WHAT YOU HAVE TO DO:
Copy the lines word for word. Begin at the line that contains "Get green lawn" and end with the final line of the data.

Records from a dataset
=== Begin Enclosure ===

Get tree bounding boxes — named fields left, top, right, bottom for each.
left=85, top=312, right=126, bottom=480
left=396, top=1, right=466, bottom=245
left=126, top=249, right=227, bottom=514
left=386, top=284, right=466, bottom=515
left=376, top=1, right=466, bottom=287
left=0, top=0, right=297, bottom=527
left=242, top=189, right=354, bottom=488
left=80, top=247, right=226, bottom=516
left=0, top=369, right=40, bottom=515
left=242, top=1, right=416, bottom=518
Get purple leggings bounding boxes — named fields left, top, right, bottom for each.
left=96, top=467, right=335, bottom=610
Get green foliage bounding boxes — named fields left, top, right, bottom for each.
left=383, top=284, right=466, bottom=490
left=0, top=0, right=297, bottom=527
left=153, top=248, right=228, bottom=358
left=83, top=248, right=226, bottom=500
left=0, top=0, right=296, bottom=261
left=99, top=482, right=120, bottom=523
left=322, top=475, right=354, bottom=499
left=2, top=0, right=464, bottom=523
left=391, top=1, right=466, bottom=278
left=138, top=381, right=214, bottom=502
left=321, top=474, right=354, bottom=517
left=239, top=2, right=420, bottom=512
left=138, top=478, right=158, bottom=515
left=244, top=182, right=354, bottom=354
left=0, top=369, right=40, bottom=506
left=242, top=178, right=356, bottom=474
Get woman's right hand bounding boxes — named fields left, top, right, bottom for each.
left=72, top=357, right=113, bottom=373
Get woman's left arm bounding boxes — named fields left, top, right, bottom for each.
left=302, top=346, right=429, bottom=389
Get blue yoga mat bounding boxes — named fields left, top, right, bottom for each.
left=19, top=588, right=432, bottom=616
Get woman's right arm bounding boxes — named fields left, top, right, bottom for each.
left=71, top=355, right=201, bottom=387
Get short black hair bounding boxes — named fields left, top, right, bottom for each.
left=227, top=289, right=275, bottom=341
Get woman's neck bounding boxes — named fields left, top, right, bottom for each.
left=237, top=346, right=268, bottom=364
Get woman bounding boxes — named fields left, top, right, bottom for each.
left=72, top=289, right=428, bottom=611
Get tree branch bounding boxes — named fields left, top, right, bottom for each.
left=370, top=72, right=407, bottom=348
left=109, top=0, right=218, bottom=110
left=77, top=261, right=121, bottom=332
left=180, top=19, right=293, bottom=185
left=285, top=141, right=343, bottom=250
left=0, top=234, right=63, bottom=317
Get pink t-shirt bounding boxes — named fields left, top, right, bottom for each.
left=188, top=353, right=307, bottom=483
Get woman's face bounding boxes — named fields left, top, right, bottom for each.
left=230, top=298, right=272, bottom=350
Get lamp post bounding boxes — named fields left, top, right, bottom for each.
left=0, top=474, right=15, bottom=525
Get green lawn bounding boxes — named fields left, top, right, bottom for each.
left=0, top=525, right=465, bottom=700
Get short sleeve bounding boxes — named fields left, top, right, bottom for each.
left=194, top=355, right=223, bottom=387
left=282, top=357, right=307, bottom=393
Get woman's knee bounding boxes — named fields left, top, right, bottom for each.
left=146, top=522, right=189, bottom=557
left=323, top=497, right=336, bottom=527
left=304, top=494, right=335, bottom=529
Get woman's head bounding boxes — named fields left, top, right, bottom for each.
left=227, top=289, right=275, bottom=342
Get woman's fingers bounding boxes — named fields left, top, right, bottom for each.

=== End Enclosure ===

SOLUTION TO THIS TASK:
Get green lawn bounding boxes — named fields left, top, right, bottom for each.
left=0, top=525, right=465, bottom=700
Get short sleeve bounding boxes — named fields left, top, right, bottom for each.
left=194, top=355, right=223, bottom=387
left=282, top=357, right=307, bottom=393
Get woman's knee bounding boxes — named fields left, top, right, bottom for each.
left=146, top=522, right=189, bottom=557
left=323, top=497, right=336, bottom=527
left=304, top=494, right=335, bottom=529
Get woman's head bounding boxes — named fields left, top, right, bottom for each.
left=227, top=289, right=275, bottom=342
Get woman's fingers bounding boxes — named fields left, top, right, bottom for each.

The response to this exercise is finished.